-- Start of Exercise input --
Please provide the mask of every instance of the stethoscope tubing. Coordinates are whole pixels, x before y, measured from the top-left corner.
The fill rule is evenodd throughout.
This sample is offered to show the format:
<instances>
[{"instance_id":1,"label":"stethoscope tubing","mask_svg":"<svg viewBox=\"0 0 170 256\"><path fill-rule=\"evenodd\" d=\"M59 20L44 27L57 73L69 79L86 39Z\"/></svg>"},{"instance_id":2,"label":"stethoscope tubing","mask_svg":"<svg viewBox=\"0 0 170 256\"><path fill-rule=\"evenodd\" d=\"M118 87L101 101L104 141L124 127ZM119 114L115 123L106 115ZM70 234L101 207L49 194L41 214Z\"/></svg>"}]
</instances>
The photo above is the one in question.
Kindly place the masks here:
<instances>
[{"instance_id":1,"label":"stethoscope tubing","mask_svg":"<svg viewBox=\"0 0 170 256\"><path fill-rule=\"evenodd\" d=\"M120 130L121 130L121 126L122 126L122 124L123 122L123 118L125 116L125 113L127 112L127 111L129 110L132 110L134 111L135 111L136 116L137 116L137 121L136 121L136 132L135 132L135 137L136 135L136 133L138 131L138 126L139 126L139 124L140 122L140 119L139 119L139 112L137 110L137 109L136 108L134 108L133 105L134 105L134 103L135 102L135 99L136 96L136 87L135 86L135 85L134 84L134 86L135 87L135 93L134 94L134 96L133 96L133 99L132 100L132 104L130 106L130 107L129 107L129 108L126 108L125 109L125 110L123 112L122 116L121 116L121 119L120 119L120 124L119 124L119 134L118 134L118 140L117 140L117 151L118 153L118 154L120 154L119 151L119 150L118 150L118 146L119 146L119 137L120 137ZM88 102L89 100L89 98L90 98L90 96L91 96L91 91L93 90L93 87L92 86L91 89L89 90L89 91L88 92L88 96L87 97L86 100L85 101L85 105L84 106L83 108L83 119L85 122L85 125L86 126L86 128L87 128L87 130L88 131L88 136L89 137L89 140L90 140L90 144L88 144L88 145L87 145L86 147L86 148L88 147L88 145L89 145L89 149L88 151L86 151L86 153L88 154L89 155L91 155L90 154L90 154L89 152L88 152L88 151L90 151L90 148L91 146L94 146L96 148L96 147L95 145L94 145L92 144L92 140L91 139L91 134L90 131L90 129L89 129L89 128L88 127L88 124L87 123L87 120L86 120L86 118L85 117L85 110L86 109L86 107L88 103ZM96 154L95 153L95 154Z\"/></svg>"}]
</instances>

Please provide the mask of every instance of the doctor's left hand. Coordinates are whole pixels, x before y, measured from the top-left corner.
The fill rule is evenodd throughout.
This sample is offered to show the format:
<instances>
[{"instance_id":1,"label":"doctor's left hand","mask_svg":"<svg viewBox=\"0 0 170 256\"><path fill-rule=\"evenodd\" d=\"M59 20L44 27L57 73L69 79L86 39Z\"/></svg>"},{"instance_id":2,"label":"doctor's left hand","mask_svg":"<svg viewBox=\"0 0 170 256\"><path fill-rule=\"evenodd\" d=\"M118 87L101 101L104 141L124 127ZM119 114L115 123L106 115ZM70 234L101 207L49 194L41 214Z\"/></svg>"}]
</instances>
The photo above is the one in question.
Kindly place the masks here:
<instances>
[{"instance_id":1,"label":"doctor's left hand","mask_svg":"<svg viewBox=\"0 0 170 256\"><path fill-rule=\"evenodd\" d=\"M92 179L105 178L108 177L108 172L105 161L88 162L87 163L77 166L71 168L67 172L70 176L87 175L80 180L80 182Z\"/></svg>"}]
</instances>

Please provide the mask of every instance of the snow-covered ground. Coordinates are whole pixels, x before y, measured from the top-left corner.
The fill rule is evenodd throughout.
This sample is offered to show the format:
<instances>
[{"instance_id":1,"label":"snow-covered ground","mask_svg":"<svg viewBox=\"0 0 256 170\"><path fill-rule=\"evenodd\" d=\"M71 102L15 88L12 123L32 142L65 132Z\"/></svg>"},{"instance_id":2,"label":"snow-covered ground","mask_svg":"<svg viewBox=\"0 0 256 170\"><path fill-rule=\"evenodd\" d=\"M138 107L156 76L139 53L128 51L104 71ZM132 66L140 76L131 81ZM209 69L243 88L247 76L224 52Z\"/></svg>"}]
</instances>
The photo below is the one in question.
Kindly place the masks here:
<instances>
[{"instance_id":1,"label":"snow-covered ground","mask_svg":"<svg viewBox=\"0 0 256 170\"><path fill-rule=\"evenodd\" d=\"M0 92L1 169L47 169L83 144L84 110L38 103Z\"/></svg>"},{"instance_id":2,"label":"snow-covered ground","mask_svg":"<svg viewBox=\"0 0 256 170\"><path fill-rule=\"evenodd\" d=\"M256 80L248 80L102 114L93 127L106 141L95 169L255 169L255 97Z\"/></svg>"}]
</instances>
-- End of Exercise input --
_Written instruction_
Retype all of the data above word for word, without changing or leaving out anything.

_The completed task_
Please provide the mask of every instance of the stethoscope tubing. Coordinates are whole pixels, x before y, measured from the top-left corner.
The fill rule is evenodd throughout.
This sample is offered to show the format:
<instances>
[{"instance_id":1,"label":"stethoscope tubing","mask_svg":"<svg viewBox=\"0 0 170 256\"><path fill-rule=\"evenodd\" d=\"M59 20L44 27L57 73L69 79L86 39Z\"/></svg>"},{"instance_id":2,"label":"stethoscope tubing","mask_svg":"<svg viewBox=\"0 0 170 256\"><path fill-rule=\"evenodd\" d=\"M118 87L101 101L104 141L124 127ZM119 114L115 123L106 115ZM70 234L101 207L49 194L41 214Z\"/></svg>"}]
</instances>
The photo above is the one in question.
Kindly place the masks here:
<instances>
[{"instance_id":1,"label":"stethoscope tubing","mask_svg":"<svg viewBox=\"0 0 170 256\"><path fill-rule=\"evenodd\" d=\"M120 130L121 130L121 126L122 126L122 124L123 122L123 118L125 116L125 113L127 112L127 111L129 110L132 110L134 111L135 111L136 116L137 116L137 121L136 121L136 132L135 132L135 137L136 135L136 133L138 131L138 126L139 126L139 124L140 122L140 119L139 119L139 112L137 110L137 109L136 108L134 108L133 105L134 105L134 103L135 102L135 99L136 96L136 87L135 86L135 85L134 84L134 86L135 87L135 93L134 94L134 96L133 96L133 99L132 100L132 104L130 106L130 107L129 107L129 108L126 108L125 109L125 110L123 112L122 116L121 116L121 119L120 119L120 124L119 124L119 134L118 134L118 140L117 140L117 151L118 153L118 154L120 154L119 151L119 150L118 150L118 146L119 146L119 137L120 137ZM88 102L89 100L89 98L90 98L90 96L91 96L91 91L93 90L93 87L92 86L91 89L89 90L89 91L88 92L88 96L87 97L86 100L85 101L85 105L84 106L83 108L83 119L85 122L85 125L86 126L86 128L87 128L87 130L88 131L88 136L89 137L89 140L90 140L90 144L88 144L88 145L87 145L86 147L86 148L88 147L88 145L89 145L89 149L88 151L86 151L86 153L88 154L89 155L91 155L90 154L90 154L89 152L88 152L88 151L90 151L90 148L91 146L94 146L96 148L96 147L95 145L94 145L92 144L92 140L91 139L91 134L90 131L90 129L89 129L89 128L88 127L88 124L87 123L87 120L86 120L86 118L85 117L85 110L86 109L86 107L88 103ZM96 154L95 153L95 154Z\"/></svg>"}]
</instances>

Please provide the mask of every instance of the doctor's left hand. Coordinates are whole pixels, x before y, measured from the top-left corner.
The fill rule is evenodd throughout.
This sample is offered to show the format:
<instances>
[{"instance_id":1,"label":"doctor's left hand","mask_svg":"<svg viewBox=\"0 0 170 256\"><path fill-rule=\"evenodd\" d=\"M59 20L44 27L57 73L69 79L86 39Z\"/></svg>"},{"instance_id":2,"label":"doctor's left hand","mask_svg":"<svg viewBox=\"0 0 170 256\"><path fill-rule=\"evenodd\" d=\"M118 87L101 101L104 141L124 127ZM119 114L115 123L106 115ZM70 234L101 207L49 194L41 214Z\"/></svg>"}]
</instances>
The photo above is the one in question.
Kindly place the masks here:
<instances>
[{"instance_id":1,"label":"doctor's left hand","mask_svg":"<svg viewBox=\"0 0 170 256\"><path fill-rule=\"evenodd\" d=\"M92 179L105 178L108 177L108 172L105 161L88 162L87 163L77 166L71 168L67 172L70 176L87 175L80 180L80 182Z\"/></svg>"}]
</instances>

Please provide the mask of every instance of the snow-covered ground. Coordinates are whole pixels, x before y, measured from the top-left corner.
The fill rule is evenodd throughout.
This sample is offered to show the format:
<instances>
[{"instance_id":1,"label":"snow-covered ground","mask_svg":"<svg viewBox=\"0 0 256 170\"><path fill-rule=\"evenodd\" d=\"M71 102L15 88L12 123L32 142L65 132Z\"/></svg>"},{"instance_id":2,"label":"snow-covered ground","mask_svg":"<svg viewBox=\"0 0 256 170\"><path fill-rule=\"evenodd\" d=\"M138 107L156 76L139 53L128 51L104 71ZM132 66L140 76L131 81ZM209 69L243 88L247 76L224 52Z\"/></svg>"}]
</instances>
The photo below is the one in question.
Kindly place the masks here:
<instances>
[{"instance_id":1,"label":"snow-covered ground","mask_svg":"<svg viewBox=\"0 0 256 170\"><path fill-rule=\"evenodd\" d=\"M0 92L1 169L47 169L83 144L84 110L38 103Z\"/></svg>"},{"instance_id":2,"label":"snow-covered ground","mask_svg":"<svg viewBox=\"0 0 256 170\"><path fill-rule=\"evenodd\" d=\"M256 80L248 80L102 114L93 127L106 141L95 169L255 169L255 97Z\"/></svg>"}]
</instances>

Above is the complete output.